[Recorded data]
★ ★ ★ ★ ★ ★ ★

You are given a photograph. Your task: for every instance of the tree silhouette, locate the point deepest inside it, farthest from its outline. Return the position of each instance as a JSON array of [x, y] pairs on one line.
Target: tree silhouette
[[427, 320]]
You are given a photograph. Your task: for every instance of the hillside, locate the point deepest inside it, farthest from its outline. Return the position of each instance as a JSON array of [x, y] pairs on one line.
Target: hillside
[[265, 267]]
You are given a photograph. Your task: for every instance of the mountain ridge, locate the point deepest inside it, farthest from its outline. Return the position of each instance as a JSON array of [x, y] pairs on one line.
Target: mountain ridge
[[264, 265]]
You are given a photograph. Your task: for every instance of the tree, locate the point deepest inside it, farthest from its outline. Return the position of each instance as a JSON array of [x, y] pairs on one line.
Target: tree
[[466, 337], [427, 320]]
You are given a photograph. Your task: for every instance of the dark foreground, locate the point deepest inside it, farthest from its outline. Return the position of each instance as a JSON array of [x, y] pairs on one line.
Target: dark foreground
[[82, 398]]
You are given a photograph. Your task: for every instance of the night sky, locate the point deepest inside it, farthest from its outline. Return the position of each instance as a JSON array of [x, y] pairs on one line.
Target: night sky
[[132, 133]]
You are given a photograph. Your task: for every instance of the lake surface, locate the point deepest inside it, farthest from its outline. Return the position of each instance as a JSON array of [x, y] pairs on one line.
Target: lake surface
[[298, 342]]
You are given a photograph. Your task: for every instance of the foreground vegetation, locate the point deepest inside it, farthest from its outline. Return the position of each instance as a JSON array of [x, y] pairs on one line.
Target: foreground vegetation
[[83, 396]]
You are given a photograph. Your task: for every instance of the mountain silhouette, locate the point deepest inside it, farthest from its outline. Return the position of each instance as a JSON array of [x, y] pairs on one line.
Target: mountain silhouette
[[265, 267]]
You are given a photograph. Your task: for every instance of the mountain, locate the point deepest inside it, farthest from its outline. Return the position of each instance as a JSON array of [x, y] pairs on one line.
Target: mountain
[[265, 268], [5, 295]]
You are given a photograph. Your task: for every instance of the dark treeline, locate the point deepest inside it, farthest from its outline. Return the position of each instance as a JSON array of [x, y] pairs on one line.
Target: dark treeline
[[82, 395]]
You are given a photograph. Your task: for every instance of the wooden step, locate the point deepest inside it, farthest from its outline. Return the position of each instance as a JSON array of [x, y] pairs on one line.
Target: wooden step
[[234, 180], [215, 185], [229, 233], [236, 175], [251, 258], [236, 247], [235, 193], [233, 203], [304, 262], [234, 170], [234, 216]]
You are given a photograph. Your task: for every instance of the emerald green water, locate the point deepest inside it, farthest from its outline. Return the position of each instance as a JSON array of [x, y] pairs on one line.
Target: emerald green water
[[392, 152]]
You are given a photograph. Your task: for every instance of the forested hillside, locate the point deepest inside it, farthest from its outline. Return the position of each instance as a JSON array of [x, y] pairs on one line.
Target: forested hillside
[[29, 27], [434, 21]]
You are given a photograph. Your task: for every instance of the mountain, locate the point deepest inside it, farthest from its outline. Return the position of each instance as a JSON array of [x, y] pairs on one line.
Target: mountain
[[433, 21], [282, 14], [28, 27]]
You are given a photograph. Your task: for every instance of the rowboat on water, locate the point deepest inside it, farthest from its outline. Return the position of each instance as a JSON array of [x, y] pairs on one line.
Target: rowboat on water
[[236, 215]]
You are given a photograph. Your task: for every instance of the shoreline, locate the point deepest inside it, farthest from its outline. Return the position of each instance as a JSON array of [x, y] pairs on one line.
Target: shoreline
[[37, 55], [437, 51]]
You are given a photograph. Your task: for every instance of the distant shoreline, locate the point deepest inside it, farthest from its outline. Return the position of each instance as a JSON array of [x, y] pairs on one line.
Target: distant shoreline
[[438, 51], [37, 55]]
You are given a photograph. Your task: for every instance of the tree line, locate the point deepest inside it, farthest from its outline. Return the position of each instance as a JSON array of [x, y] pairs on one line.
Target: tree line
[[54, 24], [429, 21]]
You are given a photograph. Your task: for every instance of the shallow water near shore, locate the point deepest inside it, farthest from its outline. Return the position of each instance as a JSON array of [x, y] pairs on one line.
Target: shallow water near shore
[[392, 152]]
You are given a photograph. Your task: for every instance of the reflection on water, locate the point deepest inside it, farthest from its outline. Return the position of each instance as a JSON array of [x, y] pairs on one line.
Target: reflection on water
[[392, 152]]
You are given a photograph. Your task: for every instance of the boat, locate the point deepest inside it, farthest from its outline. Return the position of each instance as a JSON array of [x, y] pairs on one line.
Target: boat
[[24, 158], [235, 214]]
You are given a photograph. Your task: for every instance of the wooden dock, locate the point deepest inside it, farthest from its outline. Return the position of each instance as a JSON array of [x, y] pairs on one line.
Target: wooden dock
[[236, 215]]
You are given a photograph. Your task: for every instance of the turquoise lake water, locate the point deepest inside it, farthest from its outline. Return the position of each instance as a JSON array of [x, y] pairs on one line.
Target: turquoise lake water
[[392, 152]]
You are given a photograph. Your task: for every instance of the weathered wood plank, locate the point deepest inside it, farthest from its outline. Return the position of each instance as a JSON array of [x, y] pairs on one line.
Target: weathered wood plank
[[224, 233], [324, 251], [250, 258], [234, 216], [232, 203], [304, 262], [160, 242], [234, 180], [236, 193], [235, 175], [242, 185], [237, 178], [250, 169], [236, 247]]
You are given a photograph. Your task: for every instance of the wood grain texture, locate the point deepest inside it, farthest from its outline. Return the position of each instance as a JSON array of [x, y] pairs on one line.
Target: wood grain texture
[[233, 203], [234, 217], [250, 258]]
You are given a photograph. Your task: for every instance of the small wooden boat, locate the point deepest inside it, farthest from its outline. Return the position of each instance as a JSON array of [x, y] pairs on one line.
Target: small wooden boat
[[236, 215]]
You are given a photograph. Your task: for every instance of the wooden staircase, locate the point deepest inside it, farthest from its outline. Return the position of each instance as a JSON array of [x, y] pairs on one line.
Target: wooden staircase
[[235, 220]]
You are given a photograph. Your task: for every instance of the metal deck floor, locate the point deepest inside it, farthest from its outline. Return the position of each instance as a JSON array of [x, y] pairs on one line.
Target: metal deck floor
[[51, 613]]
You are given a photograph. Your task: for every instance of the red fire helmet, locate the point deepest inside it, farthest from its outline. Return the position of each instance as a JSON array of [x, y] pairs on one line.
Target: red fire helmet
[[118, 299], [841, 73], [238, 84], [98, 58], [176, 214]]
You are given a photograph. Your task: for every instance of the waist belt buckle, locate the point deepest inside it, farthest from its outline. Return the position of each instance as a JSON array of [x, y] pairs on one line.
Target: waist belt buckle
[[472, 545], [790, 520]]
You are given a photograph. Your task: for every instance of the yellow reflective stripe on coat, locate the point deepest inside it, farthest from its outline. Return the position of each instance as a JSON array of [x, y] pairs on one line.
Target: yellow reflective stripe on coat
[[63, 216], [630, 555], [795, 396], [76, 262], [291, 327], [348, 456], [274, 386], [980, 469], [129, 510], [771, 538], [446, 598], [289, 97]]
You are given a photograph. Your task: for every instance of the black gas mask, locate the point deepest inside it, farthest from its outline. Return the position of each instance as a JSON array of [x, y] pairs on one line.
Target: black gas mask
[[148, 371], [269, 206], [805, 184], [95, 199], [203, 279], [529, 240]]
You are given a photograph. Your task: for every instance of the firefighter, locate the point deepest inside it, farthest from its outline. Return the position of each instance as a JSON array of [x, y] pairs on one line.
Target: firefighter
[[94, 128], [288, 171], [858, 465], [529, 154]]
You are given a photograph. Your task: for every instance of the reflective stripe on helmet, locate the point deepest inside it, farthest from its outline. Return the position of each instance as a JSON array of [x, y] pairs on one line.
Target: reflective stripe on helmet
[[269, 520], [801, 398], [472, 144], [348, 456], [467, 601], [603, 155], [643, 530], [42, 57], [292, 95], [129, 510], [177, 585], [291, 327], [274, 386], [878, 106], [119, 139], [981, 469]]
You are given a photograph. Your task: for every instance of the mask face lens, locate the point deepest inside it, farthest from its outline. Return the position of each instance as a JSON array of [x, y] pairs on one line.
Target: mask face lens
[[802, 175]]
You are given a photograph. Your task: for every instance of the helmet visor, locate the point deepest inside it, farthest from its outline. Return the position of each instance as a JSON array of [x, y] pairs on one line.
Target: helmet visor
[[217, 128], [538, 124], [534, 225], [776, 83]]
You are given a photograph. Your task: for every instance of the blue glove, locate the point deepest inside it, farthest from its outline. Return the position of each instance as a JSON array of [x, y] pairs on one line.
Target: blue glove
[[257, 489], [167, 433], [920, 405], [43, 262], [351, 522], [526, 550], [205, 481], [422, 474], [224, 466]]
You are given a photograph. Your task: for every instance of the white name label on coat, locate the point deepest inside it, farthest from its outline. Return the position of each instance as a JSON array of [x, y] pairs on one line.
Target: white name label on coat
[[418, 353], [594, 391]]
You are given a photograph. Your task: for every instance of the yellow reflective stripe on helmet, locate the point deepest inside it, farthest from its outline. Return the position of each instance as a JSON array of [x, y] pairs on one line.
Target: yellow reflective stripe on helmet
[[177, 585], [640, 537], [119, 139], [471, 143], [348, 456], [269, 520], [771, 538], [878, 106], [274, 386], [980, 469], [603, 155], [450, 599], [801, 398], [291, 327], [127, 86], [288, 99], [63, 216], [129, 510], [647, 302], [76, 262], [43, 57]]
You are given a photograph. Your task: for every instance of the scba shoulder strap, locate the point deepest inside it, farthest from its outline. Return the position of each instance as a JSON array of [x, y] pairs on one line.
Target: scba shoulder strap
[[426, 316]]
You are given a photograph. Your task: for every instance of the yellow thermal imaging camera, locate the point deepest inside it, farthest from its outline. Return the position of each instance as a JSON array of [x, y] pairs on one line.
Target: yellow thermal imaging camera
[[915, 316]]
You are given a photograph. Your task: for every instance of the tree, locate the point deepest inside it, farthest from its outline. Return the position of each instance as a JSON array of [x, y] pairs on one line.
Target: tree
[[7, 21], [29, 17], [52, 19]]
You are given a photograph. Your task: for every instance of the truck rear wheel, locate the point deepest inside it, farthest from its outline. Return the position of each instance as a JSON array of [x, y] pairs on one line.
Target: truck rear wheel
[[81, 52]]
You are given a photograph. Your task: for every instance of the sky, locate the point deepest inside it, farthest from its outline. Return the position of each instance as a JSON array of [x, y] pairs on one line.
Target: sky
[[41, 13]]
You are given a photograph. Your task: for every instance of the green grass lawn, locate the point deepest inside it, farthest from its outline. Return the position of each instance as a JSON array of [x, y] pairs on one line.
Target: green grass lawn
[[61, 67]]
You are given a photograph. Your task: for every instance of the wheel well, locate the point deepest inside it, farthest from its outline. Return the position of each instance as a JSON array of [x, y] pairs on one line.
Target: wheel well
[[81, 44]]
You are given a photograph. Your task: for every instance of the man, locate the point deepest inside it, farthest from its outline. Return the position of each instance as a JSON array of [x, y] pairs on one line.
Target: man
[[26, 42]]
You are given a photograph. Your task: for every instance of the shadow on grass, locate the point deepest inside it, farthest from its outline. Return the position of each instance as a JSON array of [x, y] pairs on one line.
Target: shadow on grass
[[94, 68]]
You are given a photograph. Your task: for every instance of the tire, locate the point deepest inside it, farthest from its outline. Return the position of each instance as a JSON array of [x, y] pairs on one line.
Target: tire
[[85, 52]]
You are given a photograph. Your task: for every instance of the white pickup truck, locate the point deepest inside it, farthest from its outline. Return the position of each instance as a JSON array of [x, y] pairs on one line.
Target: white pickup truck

★ ★ ★ ★ ★ ★ ★

> **Written task**:
Print the lines of the material word for word, beginning at the line that contains "of the scba" and stopping after the line that contains "[[426, 316]]".

> **Solution to this problem**:
You are given a photograph. Your task: for every instance of the scba shoulder strap, locate the point deepest inside it, farthest from its outline. Return the position of each instance as a JSON array of [x, y] pairs on one line.
Target: scba shoulder strap
[[426, 316]]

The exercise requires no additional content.